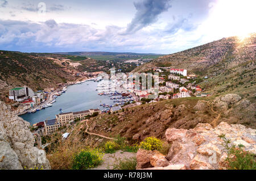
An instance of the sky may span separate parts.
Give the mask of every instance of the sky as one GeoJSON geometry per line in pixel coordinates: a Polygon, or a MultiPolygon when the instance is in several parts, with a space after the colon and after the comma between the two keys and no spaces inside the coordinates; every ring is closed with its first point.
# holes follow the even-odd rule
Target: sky
{"type": "Polygon", "coordinates": [[[170,54],[256,32],[254,0],[0,0],[0,49],[170,54]]]}

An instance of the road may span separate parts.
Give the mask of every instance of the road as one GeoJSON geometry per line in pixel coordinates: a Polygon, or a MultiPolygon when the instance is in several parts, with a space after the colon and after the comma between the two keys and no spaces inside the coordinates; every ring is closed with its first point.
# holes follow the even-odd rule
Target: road
{"type": "Polygon", "coordinates": [[[86,124],[86,129],[85,129],[85,133],[87,133],[89,134],[98,136],[100,136],[100,137],[101,137],[102,138],[108,139],[108,140],[117,140],[117,139],[115,139],[115,138],[110,138],[109,137],[105,136],[104,135],[102,135],[102,134],[96,134],[96,133],[90,133],[90,132],[88,132],[89,126],[88,126],[88,121],[89,121],[88,119],[85,120],[85,124],[86,124]]]}

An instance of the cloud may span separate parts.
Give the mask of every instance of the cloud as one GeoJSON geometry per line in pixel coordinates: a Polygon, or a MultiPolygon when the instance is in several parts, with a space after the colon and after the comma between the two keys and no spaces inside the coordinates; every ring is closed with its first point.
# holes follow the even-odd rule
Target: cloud
{"type": "Polygon", "coordinates": [[[64,6],[61,5],[53,5],[49,9],[49,11],[61,11],[65,10],[64,6]]]}
{"type": "Polygon", "coordinates": [[[6,0],[1,0],[0,1],[0,7],[6,7],[8,5],[8,1],[6,0]]]}
{"type": "Polygon", "coordinates": [[[168,28],[152,29],[141,30],[135,35],[122,35],[125,30],[116,26],[98,29],[90,25],[57,23],[53,19],[39,23],[0,19],[0,49],[170,53],[199,45],[190,31],[173,35],[166,32],[168,28]]]}
{"type": "MultiPolygon", "coordinates": [[[[191,15],[189,18],[191,17],[191,15]]],[[[184,31],[191,31],[197,27],[197,25],[189,22],[188,18],[178,17],[173,17],[173,22],[169,23],[165,28],[164,32],[168,33],[174,34],[179,30],[184,31]]]]}
{"type": "MultiPolygon", "coordinates": [[[[24,3],[21,9],[31,12],[36,12],[39,10],[38,4],[31,4],[30,3],[24,3]]],[[[46,6],[46,10],[48,12],[62,11],[65,10],[65,7],[62,5],[54,4],[49,7],[46,6]]]]}
{"type": "Polygon", "coordinates": [[[128,24],[126,33],[133,33],[158,20],[158,16],[171,7],[170,0],[143,0],[134,2],[137,10],[134,18],[128,24]]]}
{"type": "Polygon", "coordinates": [[[57,23],[53,19],[47,20],[45,23],[51,28],[53,28],[57,26],[57,23]]]}

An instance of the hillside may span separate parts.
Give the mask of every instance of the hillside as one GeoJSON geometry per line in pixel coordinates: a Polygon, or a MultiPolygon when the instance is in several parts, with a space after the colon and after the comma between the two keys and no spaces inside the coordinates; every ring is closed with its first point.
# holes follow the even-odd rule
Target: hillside
{"type": "Polygon", "coordinates": [[[151,70],[152,66],[186,69],[201,78],[205,91],[254,95],[255,84],[256,34],[243,40],[224,38],[180,52],[160,57],[133,71],[151,70]]]}
{"type": "MultiPolygon", "coordinates": [[[[57,83],[73,80],[68,69],[45,57],[28,53],[0,51],[0,79],[9,86],[27,85],[35,91],[55,87],[57,83]]],[[[7,90],[8,87],[0,87],[7,90]]]]}
{"type": "Polygon", "coordinates": [[[158,58],[161,54],[154,53],[137,53],[130,52],[57,52],[55,54],[86,56],[98,60],[122,60],[130,59],[158,58]]]}
{"type": "MultiPolygon", "coordinates": [[[[243,125],[239,128],[246,126],[255,129],[255,106],[254,102],[237,94],[228,94],[207,98],[191,97],[167,100],[125,108],[123,111],[121,110],[118,113],[102,114],[87,121],[68,124],[48,137],[47,142],[51,144],[45,149],[52,169],[68,169],[72,155],[77,150],[86,146],[102,148],[110,138],[117,138],[118,135],[125,138],[132,146],[151,136],[166,142],[168,141],[166,133],[168,129],[192,131],[197,125],[204,124],[216,128],[221,122],[226,122],[243,125]],[[69,137],[67,140],[61,141],[61,134],[65,132],[70,133],[69,137]]],[[[226,129],[220,131],[216,134],[228,132],[226,129]]],[[[197,131],[201,133],[201,130],[197,131]]],[[[237,131],[236,132],[238,134],[237,131]]],[[[177,134],[179,135],[179,133],[177,134]]],[[[162,150],[164,154],[171,152],[170,145],[167,145],[164,150],[162,150]]],[[[138,153],[137,163],[140,162],[138,153]]],[[[183,158],[185,155],[177,157],[183,158]]]]}

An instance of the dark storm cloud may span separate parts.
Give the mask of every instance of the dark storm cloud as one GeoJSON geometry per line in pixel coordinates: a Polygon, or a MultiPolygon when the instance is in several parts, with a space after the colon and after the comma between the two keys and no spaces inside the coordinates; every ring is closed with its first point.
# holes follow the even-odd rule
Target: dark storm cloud
{"type": "Polygon", "coordinates": [[[162,12],[167,11],[171,7],[170,0],[143,0],[134,2],[137,12],[126,28],[126,33],[134,33],[158,20],[162,12]]]}

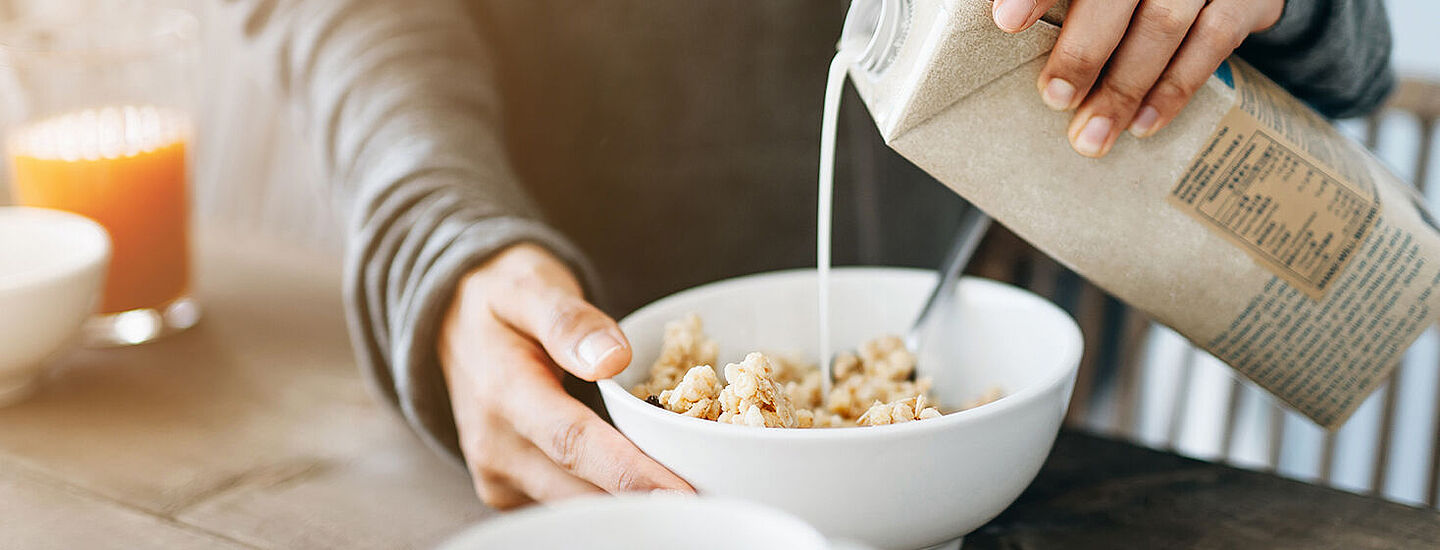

:::

Convert the lines from the one containing "An instance of the dark" through the end of the lines into a two-column CSV with the header instruction,output. Each row holds one instruction text and its answer, each in a single quoted field with line breaks replaced by spaces, and the pictures are left out.

The reply:
instruction,output
"An instance of the dark storm cloud may span separate parts. Give the mask of every instance of the dark storm cloud as one GeoJSON geometry per line in pixel coordinates: a Polygon, or a MultiPolygon when the instance is in several parts, with a space after the colon and after the comma between the two keys and no spaces inside the coordinates; every ring is closed with its first point. # holes follow the even-odd rule Target: dark storm cloud","{""type"": ""Polygon"", ""coordinates"": [[[162,12],[167,11],[171,7],[170,0],[143,0],[134,2],[137,12],[126,28],[126,33],[134,33],[158,20],[162,12]]]}"